=== RECORD EXTRACTS ===

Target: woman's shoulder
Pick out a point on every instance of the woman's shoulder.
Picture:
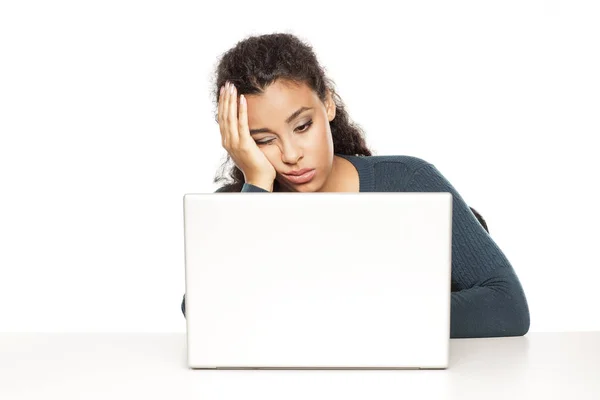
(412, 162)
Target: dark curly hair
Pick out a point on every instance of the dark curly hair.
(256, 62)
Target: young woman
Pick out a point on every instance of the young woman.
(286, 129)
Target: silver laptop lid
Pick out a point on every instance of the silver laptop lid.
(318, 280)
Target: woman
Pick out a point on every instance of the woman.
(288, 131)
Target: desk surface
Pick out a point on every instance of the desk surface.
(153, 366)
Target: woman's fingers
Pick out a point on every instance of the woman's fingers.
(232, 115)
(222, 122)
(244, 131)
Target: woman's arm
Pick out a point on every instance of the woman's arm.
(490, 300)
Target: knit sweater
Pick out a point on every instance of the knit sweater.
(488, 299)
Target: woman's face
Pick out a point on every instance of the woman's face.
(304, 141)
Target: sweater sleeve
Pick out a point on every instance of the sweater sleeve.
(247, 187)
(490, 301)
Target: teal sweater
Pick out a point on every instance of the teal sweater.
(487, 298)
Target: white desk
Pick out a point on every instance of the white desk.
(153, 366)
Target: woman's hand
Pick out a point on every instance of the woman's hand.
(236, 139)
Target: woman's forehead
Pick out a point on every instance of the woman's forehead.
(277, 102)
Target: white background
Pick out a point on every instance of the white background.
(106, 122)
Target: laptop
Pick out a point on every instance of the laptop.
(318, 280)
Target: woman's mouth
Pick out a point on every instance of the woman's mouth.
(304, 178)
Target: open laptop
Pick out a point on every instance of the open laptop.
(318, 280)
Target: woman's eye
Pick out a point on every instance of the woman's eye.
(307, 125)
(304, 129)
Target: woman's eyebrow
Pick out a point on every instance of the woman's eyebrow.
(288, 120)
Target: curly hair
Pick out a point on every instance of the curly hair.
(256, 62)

===

*THE TASK*.
Exactly as written, restate the lines above from the opening line through the one holding "Target: knit sweater", omitting the pictures.

*RESPONSE TO THIS EXERCISE*.
Target: woman's shoulder
Pick out a point on every instance of the woman's shoulder.
Picture:
(412, 162)
Target: dark curly hair
Pick out a point on every instance of the dark curly hair.
(256, 62)
Target: young woman
Pick out a point on every instance of the young woman.
(286, 129)
Target: silver laptop lid
Pick out a point on every instance of the silver laptop lid.
(318, 280)
Target: woman
Pick out a point on every instance of the woman.
(288, 131)
Target: desk surface
Pick out a point on every instance of the desk surface.
(153, 366)
Target: woman's fingers
Pick out a point on every instance of the woman's fingers.
(232, 115)
(222, 122)
(244, 131)
Target: woman's arm
Pick out a point on every instance of the woman's arm.
(490, 300)
Target: knit sweater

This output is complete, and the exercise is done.